▸ Задание 1
Выпишите из текста о петровской игрушке, приведенного ниже, все слова, которыми в первом абзаце описаны игрушки современных детей.

▸ Исходный текст

У современных детей нет недостатка в игрушках. Яркие, разноцветные, говорящие, поющие, летающие, заводные, интерактивные… Казалось бы, при таком разнообразии удивить ничем невозможно. Но почему-то дети, избалованные этим изобилием, не могут остаться равнодушными к глиняной игрушке. Чем трогают их простые кони, собачки, барашки – такие же, какими играли наши предки сотни лет назад? Светлана Пиманова, занимающаяся возрождением петровской игрушки, кажется, знает ответ на этот вопрос.
Текст: Зоя Мозалева, фото: Александр Бурый
Светлана по образованию художник, преподавала в студии и не собиралась ничего менять в своей жизни. «Не я, а моя подружка захотела заняться глиной. Мне хватало рисования и преподавания. Но она упорно меня агитировала: давай найдем человека, который нас научит», – вспоминает Светлана. Знала бы Светлана, как изменит ее жизнь стремление подруги…
Человека они нашли. Да не просто способного научить, а по-настоящему увлеченного глиной. «Михаил Александрович занимается этим ремеслом вот уже тридцать лет, – рассказывает Светлана. – Когда он лепит, это завораживающее зрелище – у него руки просто танцуют. Он занимался лепкой, а потом в его судьбе появилась петровская игрушка. Она не оставила его равнодушным». Не осталась равнодушной к ней и Светлана. Почти двадцать лет назад она пришла к Михаилу Александровичу Шмарову ученицей, пять лет осваивала тонкости глиняного мастерства. А потом стала и единомышленницей, и супругой учителя. Спустя несколько лет они решили, что исконному костромскому ремеслу необходимо иметь свой музей. Так в Костроме появился Музей «Петровская игрушка».

▸ Исходные записи
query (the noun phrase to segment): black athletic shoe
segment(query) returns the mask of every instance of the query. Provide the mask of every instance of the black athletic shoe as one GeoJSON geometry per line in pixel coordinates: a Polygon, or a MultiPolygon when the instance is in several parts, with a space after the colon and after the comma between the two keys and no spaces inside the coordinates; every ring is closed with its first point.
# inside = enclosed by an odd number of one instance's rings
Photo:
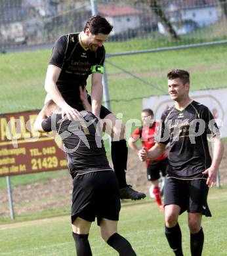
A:
{"type": "Polygon", "coordinates": [[[140,199],[146,198],[144,193],[139,192],[134,190],[132,186],[127,185],[120,189],[121,199],[131,199],[132,200],[139,200],[140,199]]]}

▸ Задание 2
Приведите все строки листинга, расположенного после текста о петровской игрушке, в виде нумерованного списка без пустых строк. Изображения в ответ не включайте.

▸ Решение упражнения 1
Яркие, разноцветные, говорящие, поющие, летающие, заводные, интерактивные.

▸ Решение упражнения 2
1. query (the noun phrase to segment): black athletic shoe
2. segment(query) returns the mask of every instance of the query. Provide the mask of every instance of the black athletic shoe as one GeoJSON geometry per line in pixel coordinates: a Polygon, or a MultiPolygon when the instance is in several parts, with a space after the colon and after the comma between the two keys and no spaces inside the coordinates; every ring is closed with its first point.
3. # inside = enclosed by an odd number of one instance's rings
4. Photo:
5. A:
6. {"type": "Polygon", "coordinates": [[[140,199],[146,198],[144,193],[139,192],[134,190],[132,186],[127,185],[120,189],[121,199],[131,199],[132,200],[139,200],[140,199]]]}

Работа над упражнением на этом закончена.